(EXERCISE DESCRIPTION) Restate every line of the material that follows, word for word.

(DATA)
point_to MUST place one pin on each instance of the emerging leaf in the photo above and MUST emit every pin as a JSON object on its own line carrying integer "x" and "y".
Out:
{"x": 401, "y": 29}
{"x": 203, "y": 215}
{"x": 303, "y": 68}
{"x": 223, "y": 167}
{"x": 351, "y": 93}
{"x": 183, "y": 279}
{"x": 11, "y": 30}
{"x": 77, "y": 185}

(EXERCISE SOLUTION)
point_to MUST place one pin on each instance of the emerging leaf in the photo above and MUST emit every pin as a JSON object on its own line carrying integer "x" and "y".
Out:
{"x": 401, "y": 29}
{"x": 203, "y": 215}
{"x": 303, "y": 68}
{"x": 223, "y": 167}
{"x": 351, "y": 93}
{"x": 183, "y": 279}
{"x": 11, "y": 30}
{"x": 77, "y": 185}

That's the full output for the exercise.